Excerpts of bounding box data
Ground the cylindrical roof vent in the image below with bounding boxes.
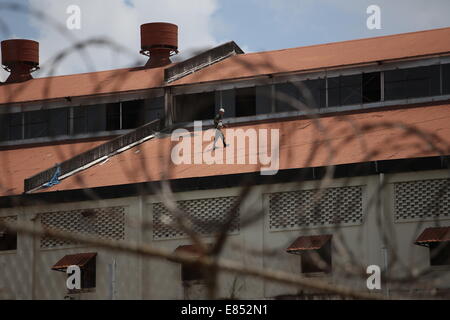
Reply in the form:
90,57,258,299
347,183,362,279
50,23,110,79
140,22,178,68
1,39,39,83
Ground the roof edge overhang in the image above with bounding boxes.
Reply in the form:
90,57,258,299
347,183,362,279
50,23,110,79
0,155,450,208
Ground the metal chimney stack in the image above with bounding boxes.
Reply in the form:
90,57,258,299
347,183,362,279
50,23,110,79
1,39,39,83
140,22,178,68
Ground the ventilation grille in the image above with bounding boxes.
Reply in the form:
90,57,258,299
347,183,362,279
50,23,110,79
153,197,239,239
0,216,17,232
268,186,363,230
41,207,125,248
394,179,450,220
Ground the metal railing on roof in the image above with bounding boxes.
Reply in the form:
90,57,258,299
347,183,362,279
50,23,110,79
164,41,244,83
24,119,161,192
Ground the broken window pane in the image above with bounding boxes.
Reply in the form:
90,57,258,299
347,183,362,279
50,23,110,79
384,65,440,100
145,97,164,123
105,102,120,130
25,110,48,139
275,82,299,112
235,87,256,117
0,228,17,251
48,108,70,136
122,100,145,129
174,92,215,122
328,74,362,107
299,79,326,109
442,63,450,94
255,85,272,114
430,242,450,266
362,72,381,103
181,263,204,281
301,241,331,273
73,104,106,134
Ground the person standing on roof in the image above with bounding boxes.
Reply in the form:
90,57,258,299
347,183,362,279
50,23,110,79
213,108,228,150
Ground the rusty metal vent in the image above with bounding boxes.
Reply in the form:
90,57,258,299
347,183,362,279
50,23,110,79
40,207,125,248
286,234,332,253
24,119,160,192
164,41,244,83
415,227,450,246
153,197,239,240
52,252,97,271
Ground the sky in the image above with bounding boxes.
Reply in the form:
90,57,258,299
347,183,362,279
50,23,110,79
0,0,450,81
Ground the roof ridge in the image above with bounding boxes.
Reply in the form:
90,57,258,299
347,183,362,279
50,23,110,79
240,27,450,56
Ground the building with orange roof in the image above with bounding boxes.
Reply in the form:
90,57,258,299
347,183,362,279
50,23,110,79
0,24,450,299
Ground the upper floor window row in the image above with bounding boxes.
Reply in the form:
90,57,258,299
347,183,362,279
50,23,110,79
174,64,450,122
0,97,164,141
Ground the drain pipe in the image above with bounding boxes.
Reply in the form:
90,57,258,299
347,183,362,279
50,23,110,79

* * *

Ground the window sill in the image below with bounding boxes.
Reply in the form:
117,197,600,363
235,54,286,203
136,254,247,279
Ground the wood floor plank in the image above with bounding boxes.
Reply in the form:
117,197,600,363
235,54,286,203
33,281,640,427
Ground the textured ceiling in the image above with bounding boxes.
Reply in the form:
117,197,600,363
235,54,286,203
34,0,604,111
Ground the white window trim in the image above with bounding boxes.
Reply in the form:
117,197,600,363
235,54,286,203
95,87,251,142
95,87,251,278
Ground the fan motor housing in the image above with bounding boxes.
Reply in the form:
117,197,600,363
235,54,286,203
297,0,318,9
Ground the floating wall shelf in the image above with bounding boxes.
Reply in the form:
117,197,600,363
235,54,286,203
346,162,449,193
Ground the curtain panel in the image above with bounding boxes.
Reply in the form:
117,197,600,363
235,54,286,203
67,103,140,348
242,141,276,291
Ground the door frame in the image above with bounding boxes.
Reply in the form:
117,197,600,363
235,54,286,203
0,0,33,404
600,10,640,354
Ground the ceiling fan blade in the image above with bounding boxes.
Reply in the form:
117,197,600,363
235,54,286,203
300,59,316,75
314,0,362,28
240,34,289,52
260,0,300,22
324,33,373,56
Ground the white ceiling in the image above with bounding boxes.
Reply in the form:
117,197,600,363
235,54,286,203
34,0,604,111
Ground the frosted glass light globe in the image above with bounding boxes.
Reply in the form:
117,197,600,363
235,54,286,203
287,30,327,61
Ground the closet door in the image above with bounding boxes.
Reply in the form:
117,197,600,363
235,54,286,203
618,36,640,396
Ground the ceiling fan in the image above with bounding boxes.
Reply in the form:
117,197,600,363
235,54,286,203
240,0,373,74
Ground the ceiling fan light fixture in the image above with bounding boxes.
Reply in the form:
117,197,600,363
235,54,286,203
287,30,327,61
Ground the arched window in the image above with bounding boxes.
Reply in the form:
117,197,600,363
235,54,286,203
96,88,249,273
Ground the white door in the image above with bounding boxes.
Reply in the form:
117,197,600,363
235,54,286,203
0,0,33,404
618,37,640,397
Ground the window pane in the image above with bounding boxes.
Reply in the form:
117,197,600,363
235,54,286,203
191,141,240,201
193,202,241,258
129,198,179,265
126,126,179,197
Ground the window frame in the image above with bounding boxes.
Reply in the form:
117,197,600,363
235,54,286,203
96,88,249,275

---

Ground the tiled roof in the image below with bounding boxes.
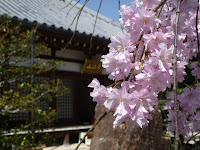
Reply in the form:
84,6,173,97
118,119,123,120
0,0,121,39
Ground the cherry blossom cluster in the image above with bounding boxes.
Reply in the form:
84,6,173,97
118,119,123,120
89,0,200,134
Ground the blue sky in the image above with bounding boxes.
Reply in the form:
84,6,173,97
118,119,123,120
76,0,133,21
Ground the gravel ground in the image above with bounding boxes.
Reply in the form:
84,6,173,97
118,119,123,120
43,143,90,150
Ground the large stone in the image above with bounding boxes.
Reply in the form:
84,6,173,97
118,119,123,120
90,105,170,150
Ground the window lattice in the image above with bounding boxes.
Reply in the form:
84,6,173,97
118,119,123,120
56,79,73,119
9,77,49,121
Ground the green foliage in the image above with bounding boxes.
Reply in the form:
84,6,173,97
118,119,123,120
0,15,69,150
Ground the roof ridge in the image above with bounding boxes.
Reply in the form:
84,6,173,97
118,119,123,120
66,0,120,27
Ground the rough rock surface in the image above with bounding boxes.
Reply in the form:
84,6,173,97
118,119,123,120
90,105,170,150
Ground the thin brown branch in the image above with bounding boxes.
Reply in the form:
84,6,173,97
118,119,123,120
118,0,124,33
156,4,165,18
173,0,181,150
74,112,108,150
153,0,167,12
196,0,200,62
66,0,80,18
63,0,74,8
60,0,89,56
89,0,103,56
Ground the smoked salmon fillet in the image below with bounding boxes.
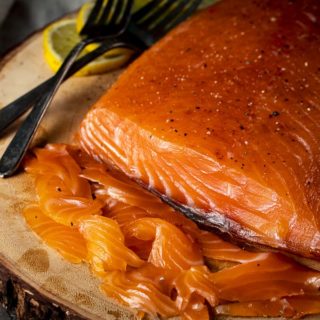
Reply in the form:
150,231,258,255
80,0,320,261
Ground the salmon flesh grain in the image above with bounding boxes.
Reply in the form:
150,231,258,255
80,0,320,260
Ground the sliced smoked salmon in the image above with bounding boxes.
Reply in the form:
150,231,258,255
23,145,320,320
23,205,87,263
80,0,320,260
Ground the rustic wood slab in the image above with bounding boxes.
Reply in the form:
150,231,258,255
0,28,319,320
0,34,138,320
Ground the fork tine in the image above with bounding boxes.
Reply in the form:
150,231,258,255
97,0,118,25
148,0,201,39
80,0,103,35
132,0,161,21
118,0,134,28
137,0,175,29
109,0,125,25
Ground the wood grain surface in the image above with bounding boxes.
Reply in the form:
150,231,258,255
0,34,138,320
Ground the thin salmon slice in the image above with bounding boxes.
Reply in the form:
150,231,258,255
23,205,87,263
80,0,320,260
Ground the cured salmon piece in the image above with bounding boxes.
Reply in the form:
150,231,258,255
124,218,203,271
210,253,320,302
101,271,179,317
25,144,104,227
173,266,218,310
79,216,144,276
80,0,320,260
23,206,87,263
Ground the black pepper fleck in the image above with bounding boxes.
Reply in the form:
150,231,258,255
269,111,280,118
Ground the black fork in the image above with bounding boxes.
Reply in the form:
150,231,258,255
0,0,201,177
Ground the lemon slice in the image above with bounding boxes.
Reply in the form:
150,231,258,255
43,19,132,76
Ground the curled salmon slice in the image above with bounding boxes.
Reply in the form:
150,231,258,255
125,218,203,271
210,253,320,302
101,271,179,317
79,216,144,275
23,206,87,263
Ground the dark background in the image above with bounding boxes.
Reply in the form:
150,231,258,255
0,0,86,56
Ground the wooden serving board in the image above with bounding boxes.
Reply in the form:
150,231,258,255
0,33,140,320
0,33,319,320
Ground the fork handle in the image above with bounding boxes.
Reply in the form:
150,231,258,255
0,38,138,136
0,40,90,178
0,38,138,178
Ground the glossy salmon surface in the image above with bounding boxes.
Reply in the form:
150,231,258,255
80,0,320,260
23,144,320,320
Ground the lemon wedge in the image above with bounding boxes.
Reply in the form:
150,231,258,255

What to work on:
Please print, with no changes, the lines of the records between the line holding "Ground the white ceiling" and the line holding "96,88,249,275", inclusive, and nothing else.

Completed task:
Ground the white ceiling in the image above with bounding boxes.
Reply in the form:
117,197,600,363
235,54,286,203
34,0,604,111
Ground the frosted glass light globe in the image above with bounding boxes.
Reply in the form:
117,197,600,363
235,54,286,203
287,30,327,61
Ground the closet door in the image above with bounding boxes.
Reply in the form:
117,197,600,363
235,54,286,203
618,36,640,396
Ground the ceiling fan in the image above with bounding boxes.
Reply in the form:
117,197,600,363
235,54,286,203
240,0,373,74
Ground the ceiling fan light fixture in the image above with bounding boxes.
Reply in the form:
117,197,600,363
235,54,286,203
287,30,327,61
Ground the arched window in the image above with bounding boxes.
Reply in the form:
117,197,600,363
235,54,286,203
96,88,249,273
Ground the white door in the image above with bounding boxes.
Reply in the form:
117,197,600,363
235,54,286,203
0,0,33,404
618,37,640,397
Ground the window pane in the image above with bounding boxes.
Reply in the form:
117,197,600,363
235,54,286,203
191,141,240,201
193,202,241,258
129,198,179,265
126,126,179,197
Ground the window frame in the image above with bounding boxes.
Reply in the form:
117,197,600,363
235,54,286,203
96,88,249,275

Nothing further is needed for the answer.